* start LISTED ENTRIES *

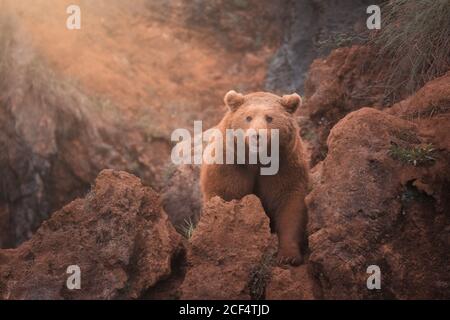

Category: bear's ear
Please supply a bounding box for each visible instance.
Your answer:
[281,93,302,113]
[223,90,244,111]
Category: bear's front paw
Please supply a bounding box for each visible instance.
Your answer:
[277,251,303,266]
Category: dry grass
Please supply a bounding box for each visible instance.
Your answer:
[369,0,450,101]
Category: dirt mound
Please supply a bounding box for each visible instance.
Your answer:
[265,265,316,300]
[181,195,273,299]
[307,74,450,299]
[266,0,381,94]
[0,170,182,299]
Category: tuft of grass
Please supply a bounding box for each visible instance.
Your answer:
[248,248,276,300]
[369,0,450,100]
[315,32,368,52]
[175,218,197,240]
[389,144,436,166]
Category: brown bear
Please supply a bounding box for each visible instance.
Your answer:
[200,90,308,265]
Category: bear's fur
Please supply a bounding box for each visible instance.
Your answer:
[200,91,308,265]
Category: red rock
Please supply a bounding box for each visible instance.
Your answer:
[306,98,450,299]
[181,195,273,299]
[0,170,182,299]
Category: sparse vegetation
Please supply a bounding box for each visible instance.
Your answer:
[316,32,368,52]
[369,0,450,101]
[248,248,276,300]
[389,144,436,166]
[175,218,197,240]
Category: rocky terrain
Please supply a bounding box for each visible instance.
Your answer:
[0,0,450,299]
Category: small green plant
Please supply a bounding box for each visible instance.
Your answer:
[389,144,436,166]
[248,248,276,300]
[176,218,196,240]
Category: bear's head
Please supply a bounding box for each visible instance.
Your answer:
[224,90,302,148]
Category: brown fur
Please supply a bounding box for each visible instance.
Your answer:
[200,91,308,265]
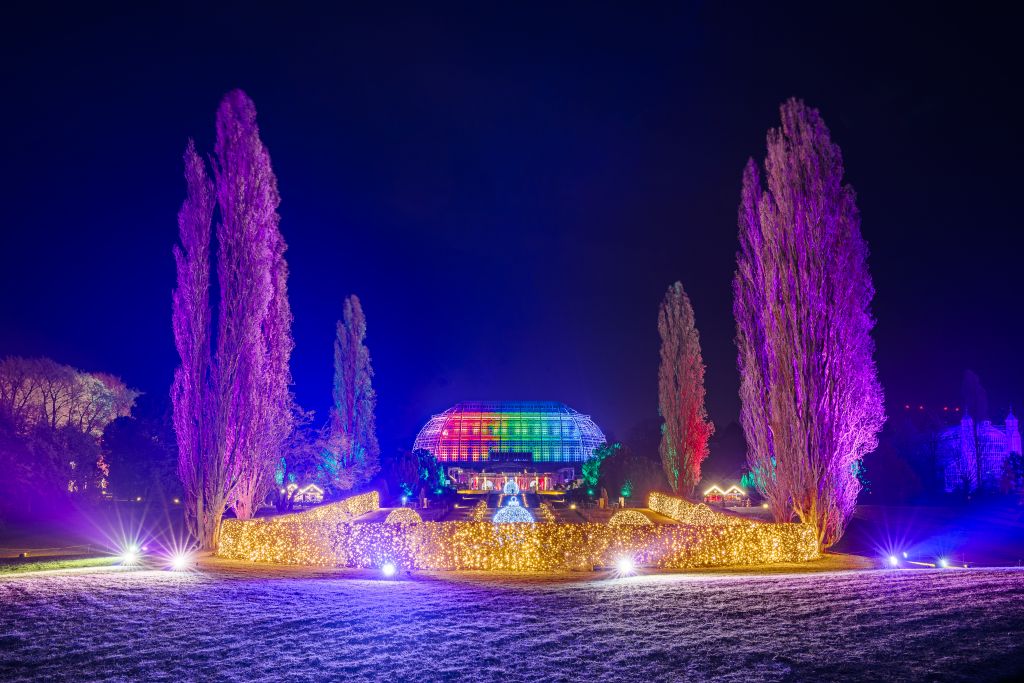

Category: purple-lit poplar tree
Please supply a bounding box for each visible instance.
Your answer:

* end LISTED ENTRIES *

■ EXERCISE REQUIREMENTS ■
Render every one of the lines above as a numbered list, skipping any blank lines. Leave the pictures out of your answer.

■ WRITTEN REPLY ■
1. Category: bear's ear
2. Please supply a bounding box for each visible instance.
3. Your answer:
4. [281,93,302,113]
5. [223,90,244,111]
6. Category: bear's front paw
7. Please supply a bounding box for each visible instance.
8. Your answer:
9. [277,251,303,266]
10. Category: dry grass
11. Please supply a bounding box for each visible instance.
12. Your answer:
13. [369,0,450,101]
14. Category: dirt mound
15. Please supply a bounding box for each visible instance.
16. Your answer:
17. [265,265,316,300]
18. [181,195,273,299]
19. [307,74,450,299]
20. [266,0,381,94]
21. [0,170,182,299]
22. Category: tuft of grass
23. Please supply a bounding box for each visible instance.
24. Your answer:
25. [248,248,276,300]
26. [369,0,450,100]
27. [315,32,368,52]
28. [175,218,197,240]
29. [389,144,436,166]
30. Category: brown bear
31. Please supply a bounding box for each visible instance.
32. Your answer:
33. [200,90,308,265]
34. Category: bear's fur
35. Please supply a bounding box for each visible instance.
36. Your answer:
37. [200,91,308,265]
38. Category: red rock
39. Please supply a bounding box for each visible instance.
40. Your answer:
41. [306,98,450,299]
42. [181,195,273,299]
43. [0,170,182,299]
44. Category: sparse vegetation
45. Please supply a bounding box for each visible instance.
46. Your answer:
47. [316,32,368,52]
48. [369,0,450,101]
49. [248,248,276,300]
50. [389,144,436,166]
51. [175,218,197,240]
52. Category: rocky terrain
53. Please supply a bounding box for each visible instance.
54. Your answer:
55. [0,0,450,299]
56. Category: small green plant
57. Please supply a bounding box for each visible instance.
58. Your answer:
59. [389,144,436,166]
60. [248,248,276,300]
61. [176,218,196,240]
62. Category: bear's head
63. Please supply a bounding box for each visible instance.
64. Your answer:
65. [224,90,302,148]
66. Category: brown fur
67. Please supply a bounding box for each visible instance.
68. Your answer:
69. [200,91,308,265]
70. Category: purple-lit poplar tree
71. Please supply a bounding box for each visible instance.
72. Your answer:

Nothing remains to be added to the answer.